GIVEN EXERCISE
Copy out the data below word for word, starting with the line that contains "to green foliage." and continuing through the line that contains "top-left (138, 195), bottom-right (147, 212)".

SUPPLIED DATA
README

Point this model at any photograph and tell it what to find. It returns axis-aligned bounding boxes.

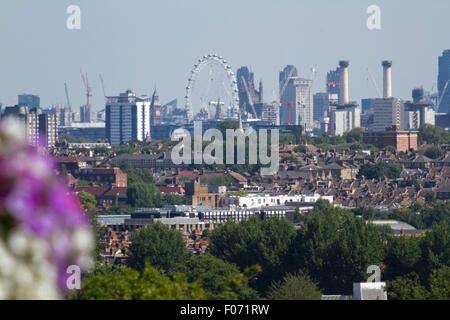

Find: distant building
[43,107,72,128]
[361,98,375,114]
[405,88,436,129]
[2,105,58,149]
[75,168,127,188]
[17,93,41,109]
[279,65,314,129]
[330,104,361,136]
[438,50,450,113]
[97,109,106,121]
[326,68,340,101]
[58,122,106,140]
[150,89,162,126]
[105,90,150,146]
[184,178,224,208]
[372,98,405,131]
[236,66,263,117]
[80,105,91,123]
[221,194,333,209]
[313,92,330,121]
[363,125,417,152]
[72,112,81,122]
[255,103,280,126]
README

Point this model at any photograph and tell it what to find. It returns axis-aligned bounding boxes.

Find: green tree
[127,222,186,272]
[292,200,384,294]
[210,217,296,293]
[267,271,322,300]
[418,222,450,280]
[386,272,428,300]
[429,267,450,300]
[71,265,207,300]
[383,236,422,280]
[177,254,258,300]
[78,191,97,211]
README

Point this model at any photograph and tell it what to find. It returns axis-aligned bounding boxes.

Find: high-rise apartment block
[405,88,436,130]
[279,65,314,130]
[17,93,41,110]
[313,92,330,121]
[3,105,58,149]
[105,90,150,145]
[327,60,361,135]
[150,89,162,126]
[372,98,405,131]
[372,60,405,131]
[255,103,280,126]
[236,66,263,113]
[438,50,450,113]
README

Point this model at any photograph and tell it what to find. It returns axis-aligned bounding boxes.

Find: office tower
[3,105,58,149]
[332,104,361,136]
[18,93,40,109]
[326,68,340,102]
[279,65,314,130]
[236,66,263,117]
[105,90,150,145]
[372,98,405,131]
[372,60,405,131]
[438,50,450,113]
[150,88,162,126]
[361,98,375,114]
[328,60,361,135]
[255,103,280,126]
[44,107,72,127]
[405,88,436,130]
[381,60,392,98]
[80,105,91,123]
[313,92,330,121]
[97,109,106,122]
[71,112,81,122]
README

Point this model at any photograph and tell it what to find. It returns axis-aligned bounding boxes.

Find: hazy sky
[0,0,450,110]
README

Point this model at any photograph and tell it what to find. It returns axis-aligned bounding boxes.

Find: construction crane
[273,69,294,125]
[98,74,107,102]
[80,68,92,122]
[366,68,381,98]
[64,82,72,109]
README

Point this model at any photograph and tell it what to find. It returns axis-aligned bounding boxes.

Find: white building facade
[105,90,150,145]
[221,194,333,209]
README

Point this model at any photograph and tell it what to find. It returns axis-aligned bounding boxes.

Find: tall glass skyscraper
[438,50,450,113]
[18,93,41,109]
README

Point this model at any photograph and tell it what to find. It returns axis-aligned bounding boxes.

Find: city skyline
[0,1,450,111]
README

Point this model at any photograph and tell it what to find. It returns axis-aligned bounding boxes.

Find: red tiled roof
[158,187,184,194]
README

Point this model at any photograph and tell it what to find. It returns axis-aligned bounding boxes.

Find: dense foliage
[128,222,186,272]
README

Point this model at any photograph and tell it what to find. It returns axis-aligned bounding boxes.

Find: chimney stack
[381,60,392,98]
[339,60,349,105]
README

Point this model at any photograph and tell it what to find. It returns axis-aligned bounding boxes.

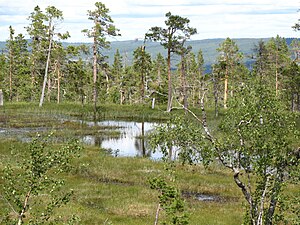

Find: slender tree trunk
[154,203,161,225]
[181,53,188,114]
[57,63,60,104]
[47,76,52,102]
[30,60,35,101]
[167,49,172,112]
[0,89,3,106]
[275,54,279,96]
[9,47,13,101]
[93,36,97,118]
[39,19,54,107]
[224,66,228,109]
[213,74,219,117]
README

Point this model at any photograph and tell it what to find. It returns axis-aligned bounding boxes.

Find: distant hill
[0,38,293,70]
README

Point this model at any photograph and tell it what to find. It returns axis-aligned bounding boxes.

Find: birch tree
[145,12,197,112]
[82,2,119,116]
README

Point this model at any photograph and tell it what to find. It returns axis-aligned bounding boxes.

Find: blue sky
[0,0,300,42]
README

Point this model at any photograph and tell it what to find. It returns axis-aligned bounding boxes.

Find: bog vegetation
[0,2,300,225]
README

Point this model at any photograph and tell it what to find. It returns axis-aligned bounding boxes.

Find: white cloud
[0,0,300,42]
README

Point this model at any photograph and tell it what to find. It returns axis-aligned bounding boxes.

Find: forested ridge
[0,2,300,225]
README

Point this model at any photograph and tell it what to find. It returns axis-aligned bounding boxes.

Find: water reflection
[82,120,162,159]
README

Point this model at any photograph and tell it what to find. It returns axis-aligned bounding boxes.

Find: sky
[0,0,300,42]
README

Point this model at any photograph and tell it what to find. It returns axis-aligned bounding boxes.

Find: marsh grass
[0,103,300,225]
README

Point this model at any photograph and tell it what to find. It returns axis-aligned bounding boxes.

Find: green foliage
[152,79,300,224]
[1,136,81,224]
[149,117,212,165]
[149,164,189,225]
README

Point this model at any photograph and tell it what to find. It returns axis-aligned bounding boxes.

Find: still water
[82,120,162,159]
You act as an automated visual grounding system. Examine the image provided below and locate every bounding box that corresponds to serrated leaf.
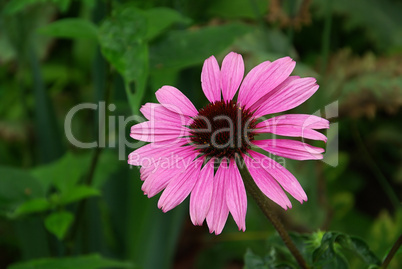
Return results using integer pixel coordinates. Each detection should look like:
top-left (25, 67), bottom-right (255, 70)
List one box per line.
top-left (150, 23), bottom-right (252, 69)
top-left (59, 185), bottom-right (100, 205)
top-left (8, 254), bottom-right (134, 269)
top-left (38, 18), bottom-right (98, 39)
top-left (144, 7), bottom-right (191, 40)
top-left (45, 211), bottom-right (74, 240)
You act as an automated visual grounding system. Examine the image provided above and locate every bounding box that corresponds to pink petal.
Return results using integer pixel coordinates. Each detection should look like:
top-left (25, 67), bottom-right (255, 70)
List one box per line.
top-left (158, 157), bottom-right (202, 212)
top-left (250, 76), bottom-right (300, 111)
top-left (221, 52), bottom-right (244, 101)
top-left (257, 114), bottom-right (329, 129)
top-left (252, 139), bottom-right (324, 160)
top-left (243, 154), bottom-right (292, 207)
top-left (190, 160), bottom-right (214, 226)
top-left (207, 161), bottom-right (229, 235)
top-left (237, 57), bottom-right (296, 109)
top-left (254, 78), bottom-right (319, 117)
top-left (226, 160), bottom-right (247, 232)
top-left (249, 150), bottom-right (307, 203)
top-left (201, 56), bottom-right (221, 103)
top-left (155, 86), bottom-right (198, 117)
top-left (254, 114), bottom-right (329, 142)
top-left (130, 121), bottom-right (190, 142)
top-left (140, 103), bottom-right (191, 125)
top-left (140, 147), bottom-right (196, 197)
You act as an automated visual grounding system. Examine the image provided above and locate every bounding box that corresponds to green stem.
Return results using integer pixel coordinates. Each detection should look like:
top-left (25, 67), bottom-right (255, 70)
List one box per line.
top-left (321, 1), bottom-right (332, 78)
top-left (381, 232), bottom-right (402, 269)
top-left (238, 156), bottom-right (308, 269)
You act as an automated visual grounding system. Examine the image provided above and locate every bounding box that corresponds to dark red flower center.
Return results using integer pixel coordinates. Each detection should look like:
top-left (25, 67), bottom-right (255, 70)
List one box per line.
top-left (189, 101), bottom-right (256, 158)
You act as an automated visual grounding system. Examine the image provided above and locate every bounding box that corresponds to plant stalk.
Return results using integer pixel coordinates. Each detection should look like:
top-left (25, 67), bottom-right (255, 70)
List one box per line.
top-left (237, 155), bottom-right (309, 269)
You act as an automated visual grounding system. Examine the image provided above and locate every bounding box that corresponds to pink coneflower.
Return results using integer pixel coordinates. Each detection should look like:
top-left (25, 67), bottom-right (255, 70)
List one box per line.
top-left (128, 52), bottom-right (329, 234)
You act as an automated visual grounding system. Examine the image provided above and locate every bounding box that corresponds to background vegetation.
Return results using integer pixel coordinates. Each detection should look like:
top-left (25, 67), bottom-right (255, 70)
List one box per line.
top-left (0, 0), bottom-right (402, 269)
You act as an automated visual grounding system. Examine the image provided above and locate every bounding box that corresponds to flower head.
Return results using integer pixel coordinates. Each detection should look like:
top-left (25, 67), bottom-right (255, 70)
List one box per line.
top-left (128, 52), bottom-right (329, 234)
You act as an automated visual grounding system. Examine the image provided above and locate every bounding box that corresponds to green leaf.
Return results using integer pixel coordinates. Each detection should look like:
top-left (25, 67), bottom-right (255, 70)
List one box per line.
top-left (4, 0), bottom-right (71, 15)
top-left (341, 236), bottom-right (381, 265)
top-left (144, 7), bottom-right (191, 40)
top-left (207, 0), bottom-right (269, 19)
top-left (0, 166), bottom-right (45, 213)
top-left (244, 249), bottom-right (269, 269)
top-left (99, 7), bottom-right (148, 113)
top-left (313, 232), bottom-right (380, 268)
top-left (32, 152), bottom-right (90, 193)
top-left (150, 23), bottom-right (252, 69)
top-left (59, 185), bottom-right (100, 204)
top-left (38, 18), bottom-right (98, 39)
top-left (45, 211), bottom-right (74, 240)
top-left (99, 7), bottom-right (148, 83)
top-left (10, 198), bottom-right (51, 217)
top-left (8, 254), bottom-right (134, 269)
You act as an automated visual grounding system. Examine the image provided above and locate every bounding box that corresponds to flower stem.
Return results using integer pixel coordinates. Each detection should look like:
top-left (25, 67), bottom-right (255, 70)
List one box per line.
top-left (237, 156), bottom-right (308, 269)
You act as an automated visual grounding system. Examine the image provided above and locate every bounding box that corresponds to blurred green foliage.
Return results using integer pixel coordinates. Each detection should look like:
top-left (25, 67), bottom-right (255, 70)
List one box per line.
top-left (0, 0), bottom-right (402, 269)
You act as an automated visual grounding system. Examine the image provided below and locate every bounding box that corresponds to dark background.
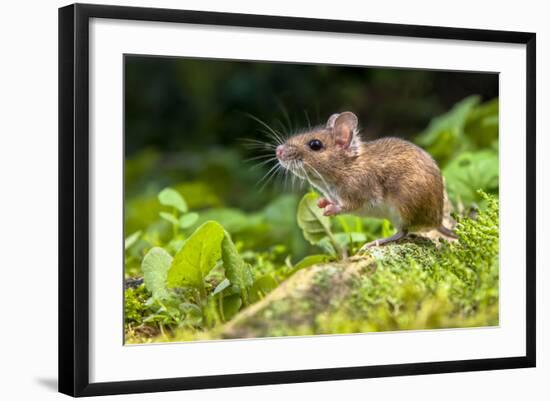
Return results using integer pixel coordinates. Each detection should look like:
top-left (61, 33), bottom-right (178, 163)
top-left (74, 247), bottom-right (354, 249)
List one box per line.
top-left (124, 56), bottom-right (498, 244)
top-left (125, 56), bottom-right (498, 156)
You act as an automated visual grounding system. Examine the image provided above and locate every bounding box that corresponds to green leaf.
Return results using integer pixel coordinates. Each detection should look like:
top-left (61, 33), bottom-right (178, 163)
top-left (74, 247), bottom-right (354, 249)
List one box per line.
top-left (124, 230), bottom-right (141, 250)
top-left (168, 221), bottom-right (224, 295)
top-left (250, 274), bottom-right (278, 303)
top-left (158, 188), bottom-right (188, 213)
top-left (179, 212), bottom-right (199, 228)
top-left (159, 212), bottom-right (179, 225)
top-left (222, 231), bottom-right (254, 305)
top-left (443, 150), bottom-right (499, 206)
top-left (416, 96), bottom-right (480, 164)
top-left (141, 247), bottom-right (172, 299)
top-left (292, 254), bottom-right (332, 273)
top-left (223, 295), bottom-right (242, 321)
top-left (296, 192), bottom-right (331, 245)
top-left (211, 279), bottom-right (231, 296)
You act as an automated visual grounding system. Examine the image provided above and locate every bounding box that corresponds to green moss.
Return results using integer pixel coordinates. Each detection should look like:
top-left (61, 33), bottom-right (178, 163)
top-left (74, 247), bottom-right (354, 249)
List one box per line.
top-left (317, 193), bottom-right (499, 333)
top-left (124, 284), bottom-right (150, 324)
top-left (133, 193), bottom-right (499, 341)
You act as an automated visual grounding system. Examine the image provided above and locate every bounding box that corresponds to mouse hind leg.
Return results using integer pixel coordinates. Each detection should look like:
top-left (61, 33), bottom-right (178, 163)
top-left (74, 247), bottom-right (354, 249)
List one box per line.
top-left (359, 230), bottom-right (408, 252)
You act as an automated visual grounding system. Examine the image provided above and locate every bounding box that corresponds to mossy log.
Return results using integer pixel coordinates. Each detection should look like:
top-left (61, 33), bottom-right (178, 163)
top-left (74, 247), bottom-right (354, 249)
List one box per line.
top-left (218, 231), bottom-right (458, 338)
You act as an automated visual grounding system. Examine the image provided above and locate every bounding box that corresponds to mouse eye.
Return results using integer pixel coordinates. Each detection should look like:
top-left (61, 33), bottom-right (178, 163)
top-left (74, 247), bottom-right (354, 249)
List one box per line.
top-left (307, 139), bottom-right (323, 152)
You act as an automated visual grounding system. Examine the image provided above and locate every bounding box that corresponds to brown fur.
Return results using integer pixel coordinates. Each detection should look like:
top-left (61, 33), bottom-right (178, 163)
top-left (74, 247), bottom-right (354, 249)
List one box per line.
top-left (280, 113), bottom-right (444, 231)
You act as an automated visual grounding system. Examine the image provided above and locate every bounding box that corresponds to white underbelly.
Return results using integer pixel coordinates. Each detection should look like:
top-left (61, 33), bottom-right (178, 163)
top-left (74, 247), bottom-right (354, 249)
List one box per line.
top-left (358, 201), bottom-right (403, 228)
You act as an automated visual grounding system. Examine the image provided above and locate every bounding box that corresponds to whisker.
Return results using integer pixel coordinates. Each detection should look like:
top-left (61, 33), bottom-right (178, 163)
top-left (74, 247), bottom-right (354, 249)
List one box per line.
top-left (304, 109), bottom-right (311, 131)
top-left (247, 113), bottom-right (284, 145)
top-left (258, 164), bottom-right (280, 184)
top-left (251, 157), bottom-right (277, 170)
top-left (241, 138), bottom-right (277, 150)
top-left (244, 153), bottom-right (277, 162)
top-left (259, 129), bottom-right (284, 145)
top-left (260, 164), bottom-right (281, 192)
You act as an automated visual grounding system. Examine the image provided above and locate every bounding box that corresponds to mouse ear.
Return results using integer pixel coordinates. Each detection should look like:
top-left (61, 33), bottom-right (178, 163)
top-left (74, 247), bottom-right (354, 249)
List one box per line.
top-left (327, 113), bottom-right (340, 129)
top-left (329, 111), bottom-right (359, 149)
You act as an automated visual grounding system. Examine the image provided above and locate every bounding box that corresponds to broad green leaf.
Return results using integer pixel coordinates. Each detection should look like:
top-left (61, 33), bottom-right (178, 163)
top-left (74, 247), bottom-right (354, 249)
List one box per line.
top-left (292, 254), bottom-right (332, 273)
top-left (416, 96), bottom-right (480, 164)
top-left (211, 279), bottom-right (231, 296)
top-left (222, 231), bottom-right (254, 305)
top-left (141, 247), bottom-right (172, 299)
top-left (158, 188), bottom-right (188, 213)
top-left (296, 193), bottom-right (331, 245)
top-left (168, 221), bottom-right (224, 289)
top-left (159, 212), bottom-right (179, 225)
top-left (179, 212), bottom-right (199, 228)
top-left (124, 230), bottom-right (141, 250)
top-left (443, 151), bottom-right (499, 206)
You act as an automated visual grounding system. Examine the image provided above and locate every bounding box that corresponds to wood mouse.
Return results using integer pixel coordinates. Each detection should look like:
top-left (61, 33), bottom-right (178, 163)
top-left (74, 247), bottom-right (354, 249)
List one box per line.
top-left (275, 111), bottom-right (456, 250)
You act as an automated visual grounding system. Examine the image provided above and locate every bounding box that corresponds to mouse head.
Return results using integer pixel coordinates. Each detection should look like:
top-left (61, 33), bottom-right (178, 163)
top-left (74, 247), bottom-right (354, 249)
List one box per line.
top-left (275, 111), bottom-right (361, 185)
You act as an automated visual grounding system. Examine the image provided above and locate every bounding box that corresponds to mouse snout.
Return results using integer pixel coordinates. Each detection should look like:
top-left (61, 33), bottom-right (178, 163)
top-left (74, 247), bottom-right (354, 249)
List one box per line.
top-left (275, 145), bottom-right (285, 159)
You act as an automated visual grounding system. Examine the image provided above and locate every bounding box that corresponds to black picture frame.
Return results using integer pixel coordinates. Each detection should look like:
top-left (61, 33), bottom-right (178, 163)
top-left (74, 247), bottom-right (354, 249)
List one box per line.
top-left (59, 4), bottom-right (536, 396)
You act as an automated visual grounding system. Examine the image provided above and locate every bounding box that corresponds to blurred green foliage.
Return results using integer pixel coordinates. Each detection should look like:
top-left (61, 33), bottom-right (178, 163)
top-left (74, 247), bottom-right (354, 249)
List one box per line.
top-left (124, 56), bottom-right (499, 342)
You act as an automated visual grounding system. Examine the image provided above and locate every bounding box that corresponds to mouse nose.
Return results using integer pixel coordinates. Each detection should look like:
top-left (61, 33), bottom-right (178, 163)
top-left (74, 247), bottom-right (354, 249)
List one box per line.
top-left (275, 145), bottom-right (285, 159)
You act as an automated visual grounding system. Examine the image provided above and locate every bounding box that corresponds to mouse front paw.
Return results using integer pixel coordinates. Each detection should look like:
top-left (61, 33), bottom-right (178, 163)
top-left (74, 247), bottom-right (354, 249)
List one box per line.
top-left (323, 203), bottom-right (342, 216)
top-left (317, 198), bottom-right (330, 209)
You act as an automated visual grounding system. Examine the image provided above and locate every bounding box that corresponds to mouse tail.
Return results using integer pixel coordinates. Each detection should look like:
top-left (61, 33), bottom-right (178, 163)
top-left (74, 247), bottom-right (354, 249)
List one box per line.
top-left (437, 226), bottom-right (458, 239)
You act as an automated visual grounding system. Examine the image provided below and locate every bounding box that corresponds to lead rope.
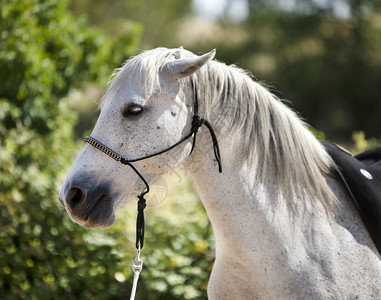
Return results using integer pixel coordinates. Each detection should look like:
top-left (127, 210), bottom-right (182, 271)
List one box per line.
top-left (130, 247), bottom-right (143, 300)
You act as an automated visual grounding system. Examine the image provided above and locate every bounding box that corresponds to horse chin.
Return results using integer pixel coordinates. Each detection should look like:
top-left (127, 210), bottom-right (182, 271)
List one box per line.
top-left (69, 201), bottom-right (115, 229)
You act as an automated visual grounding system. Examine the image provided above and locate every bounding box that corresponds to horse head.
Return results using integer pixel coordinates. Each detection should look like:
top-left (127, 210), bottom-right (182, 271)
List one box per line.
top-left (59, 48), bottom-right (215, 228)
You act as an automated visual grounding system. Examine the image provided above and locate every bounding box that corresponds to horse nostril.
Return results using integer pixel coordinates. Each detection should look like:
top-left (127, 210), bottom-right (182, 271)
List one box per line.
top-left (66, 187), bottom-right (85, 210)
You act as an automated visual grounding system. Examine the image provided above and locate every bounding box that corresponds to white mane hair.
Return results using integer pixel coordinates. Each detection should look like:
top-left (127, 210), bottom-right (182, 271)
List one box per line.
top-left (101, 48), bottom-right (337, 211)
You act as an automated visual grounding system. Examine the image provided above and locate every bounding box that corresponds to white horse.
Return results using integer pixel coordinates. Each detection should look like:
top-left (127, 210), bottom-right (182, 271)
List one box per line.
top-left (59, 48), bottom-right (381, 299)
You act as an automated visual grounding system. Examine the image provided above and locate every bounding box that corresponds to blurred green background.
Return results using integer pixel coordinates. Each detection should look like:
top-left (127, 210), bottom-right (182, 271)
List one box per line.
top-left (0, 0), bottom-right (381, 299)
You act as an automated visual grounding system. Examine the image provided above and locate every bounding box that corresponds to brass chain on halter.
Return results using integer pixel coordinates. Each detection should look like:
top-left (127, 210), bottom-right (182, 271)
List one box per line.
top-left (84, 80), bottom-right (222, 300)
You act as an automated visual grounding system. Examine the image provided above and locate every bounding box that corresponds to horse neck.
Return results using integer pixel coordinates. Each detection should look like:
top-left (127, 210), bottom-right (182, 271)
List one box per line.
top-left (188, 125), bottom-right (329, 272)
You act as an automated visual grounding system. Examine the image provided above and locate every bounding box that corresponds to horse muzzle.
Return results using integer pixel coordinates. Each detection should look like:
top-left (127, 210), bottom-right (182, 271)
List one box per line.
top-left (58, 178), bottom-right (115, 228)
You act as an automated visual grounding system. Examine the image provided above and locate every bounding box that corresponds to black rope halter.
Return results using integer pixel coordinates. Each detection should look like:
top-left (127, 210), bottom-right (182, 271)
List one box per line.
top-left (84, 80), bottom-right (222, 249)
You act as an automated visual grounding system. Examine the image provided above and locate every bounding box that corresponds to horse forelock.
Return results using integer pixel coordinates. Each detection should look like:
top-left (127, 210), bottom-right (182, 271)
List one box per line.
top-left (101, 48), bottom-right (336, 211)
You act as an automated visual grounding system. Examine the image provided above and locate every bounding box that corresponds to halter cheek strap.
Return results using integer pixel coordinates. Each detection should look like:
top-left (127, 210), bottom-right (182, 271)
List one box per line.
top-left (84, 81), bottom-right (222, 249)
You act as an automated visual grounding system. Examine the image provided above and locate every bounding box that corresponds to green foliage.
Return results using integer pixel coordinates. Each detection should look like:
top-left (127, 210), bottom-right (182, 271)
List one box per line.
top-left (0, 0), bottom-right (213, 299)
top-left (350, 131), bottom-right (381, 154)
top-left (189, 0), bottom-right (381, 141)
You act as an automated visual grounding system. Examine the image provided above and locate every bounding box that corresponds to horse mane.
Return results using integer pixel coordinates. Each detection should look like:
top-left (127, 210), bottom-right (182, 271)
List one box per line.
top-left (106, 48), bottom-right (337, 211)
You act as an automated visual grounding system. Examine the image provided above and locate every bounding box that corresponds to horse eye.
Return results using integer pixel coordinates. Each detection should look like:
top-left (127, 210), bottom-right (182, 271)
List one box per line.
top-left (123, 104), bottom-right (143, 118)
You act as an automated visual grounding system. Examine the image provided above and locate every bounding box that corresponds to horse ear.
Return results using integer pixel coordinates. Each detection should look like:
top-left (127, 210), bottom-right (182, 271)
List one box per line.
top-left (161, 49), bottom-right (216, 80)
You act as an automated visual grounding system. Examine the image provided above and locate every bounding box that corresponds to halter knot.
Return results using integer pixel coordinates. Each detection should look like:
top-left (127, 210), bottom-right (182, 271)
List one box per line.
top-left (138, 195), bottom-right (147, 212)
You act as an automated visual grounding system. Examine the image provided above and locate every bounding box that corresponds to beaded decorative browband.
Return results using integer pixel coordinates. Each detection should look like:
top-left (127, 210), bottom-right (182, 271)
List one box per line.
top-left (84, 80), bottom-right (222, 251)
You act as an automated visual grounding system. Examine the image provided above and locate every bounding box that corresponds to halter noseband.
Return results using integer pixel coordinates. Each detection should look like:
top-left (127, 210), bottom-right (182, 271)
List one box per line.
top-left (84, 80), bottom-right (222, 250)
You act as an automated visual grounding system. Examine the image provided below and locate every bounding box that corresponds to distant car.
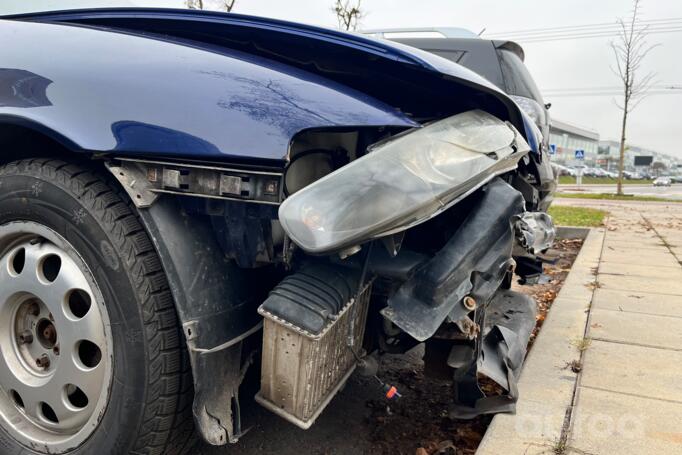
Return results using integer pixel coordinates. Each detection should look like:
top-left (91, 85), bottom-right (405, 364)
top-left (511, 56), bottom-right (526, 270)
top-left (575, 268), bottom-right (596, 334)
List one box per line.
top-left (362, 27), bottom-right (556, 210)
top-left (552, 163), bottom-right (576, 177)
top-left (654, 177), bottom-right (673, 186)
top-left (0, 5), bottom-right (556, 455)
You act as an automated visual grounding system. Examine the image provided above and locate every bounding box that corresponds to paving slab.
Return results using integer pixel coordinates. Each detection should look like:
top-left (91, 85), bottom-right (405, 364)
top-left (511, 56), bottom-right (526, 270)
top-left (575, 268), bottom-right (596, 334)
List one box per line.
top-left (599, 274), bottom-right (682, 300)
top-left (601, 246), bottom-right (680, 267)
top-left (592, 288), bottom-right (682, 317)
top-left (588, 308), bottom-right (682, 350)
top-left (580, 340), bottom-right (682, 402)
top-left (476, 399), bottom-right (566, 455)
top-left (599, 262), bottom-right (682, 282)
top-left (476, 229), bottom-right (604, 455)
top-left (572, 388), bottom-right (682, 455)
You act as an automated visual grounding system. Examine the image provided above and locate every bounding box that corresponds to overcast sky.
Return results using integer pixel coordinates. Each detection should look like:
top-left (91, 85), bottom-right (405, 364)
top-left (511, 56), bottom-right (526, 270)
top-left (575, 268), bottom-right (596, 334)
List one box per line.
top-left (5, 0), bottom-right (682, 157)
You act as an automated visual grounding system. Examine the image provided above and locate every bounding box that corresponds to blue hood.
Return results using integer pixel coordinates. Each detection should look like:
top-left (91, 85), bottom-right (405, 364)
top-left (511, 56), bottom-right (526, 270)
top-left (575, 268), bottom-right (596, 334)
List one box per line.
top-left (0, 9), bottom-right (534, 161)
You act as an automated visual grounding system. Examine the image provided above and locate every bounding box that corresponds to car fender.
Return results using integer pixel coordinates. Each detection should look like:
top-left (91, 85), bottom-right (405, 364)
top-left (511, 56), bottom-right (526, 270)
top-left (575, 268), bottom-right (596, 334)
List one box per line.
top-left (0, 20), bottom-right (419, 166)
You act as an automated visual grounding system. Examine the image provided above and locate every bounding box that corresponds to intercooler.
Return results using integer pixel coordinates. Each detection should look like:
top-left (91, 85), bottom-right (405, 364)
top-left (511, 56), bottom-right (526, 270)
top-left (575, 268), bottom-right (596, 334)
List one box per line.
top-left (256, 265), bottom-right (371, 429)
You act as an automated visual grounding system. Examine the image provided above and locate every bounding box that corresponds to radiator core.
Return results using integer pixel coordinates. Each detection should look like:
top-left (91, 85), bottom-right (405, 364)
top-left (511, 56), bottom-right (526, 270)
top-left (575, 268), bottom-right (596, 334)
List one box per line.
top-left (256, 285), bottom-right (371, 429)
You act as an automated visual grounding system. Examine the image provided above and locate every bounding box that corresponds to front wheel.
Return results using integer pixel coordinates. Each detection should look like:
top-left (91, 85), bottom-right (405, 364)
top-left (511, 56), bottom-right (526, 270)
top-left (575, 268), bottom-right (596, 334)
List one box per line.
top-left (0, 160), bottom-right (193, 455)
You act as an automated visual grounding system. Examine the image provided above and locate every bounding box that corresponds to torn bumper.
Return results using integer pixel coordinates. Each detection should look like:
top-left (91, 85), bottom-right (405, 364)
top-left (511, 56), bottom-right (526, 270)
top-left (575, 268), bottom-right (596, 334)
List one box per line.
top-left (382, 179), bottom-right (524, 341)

TASK RESULT
You act as an automated visual grounding system. Examine the image provided above and locate every bounding box that corresponds to green foliage.
Return results using integer pixel coordinates. Each detection should look like:
top-left (127, 210), bottom-right (182, 271)
List one box per line.
top-left (0, 0), bottom-right (213, 299)
top-left (350, 131), bottom-right (381, 154)
top-left (189, 0), bottom-right (381, 141)
You act as an automated visual grounding system. Examine the image provided above and locate every bounding box that corresponds to horse mane.
Return results using integer pixel coordinates. Each detection should look like:
top-left (127, 210), bottom-right (182, 271)
List one box per line.
top-left (106, 48), bottom-right (337, 211)
You act as an automated visual grounding system. Examine the image provided above and locate every bounding box that corresponds to horse eye.
Return results using integer pixel coordinates. Each detection should look like:
top-left (127, 210), bottom-right (182, 271)
List one box per line.
top-left (123, 104), bottom-right (143, 118)
You act as an automated visual grounding system. Examine the image provided above and locate every bounding box that corresponds to horse ear.
Return results using integer pixel coordinates. Each detection should look like:
top-left (127, 210), bottom-right (182, 271)
List one box per line.
top-left (161, 49), bottom-right (216, 80)
You act as an automated visual grounding system. Examine the image provided above and locate every bounding box that corresponds to halter knot.
Return results using integer pixel coordinates. Each detection should look like:
top-left (127, 210), bottom-right (182, 271)
List one box per line.
top-left (138, 195), bottom-right (147, 212)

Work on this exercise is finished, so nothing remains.